## Texte
==============================
Action: animation autour des relations à l’adolescence “LOVE STORY”

Contributeur: AMO TCC Accueil

Présentation: deux types de discours sont omniprésents: d’un côté, nous avons des discours de prévention, souvent normatifs, d’un autre côté, nous avons d’autres discours qui se placent dans la consommation et l’hypersexualisation.
Comment le jeune peut-il intégrer efficacement des notions de prévention et les appliquer, si son environnement social ne le suit pas, et pire, le marginalise lui aussi? […]

Quelle action de prévention est concernée?

Sont concernées ici les politiques de prévention en matière d’EVRAS auprès des jeunes (plus particulièrement pendant et après l’adolescence). Les logiques qui sous-tendent la prévention, et celles qui parcourent nos sociétés, doivent être interrogées pour permettre de repenser plus efficacement certaines modalités dans nos actions.

Quelles sont les questions que cette expérience a fait surgir?

Notre participation à plusieurs animations de prévention EVRAS (en équipe ou en collaboration avec d’autres services), ainsi que les contacts réguliers avec les écoles nous ont fait prendre conscience des limites sur lesquelles venaient parfois buter des approches ‘classiques’, parce qu’elles ne répondaient pas en soi aux interrogations que les jeunes se posaient.

Dans nos société, deux types de discours sont en effet omniprésents: d’un côté, nous avons des discours de prévention, souvent normatifs. Ces discours posent des jugements sur des comportements à prescrire (comme le port du préservatif, l’acceptation de l’autre dans sa liberté et son orientation sexuelle) ou à proscrire (comme le harcèlement, l’intolérance à certaines formes de sexualité). Ces discours se sont renforcés avec les mouvements #metoo et balancetonporc.

D’un autre côté, nous avons d’autres discours qui se placent dans la consommation et l’hypersexualisation, qui traversent également nos sociétés. Que ce soit dans l’espace public via les publicités, les magasins, mais également à la télévision, sur les réseaux sociaux… la vision de la sexualité qui y est présentée tend à être plus décomplexée, banalisée, publicisée, commercialisée… et reproductible: beaucoup de jeunes reprennent les codes de sexualisation et les ‘rejouent’ en utilisant leurs smartphones (banalisation des comportements sexualisés sur les réseaux sociaux, envoi de sextos, etc.).

Ces deux types de discours (normatif et de consommation) semblent opposés. Or, ils sont la plupart du temps dans un véritable clivage l’un par rapport à l’autre, s’ignorant mutuellement, tant ils se placent sur des niveaux différents. Dans cette situation de clivage, le jeune est bien souvent perdu: il n’arrive pas à faire lien, à faire sens, entre ses interrogations et les discours qui y sont plaqués, mais qui n’y répondent jamais totalement (la pornographie a au moins cet avantage de présenter l’illusion d’une vision ‘pratique’ des choses, même si plusieurs jeunes s’en distancient et comprennent bien que la pornographie n’est pas la réalité en soi).
==============================
## Données fournies
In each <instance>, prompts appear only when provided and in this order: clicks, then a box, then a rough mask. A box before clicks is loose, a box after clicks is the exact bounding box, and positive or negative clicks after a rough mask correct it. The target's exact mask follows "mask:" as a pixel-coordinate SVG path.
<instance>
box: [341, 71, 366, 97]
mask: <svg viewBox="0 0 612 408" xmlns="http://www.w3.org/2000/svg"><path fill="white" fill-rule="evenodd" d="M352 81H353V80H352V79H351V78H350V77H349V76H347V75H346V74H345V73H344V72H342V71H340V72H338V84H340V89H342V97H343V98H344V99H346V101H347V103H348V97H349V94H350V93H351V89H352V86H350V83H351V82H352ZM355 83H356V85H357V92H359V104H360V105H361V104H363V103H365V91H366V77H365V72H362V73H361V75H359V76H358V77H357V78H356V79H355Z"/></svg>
==============================
## Consigne
Selon le texte sur l'action « LOVE STORY », pour quelle raison le jeune se trouve-t-il bien souvent perdu face aux discours normatifs et aux discours de consommation ? Répondez en une à trois phrases.

## Corrigé
Ces deux types de discours sont dans un véritable clivage : ils s'ignorent mutuellement, tant ils se placent sur des niveaux différents. Le jeune n'arrive donc pas à faire lien, à faire sens, entre ses interrogations et ces discours qui y sont plaqués mais n'y répondent jamais totalement.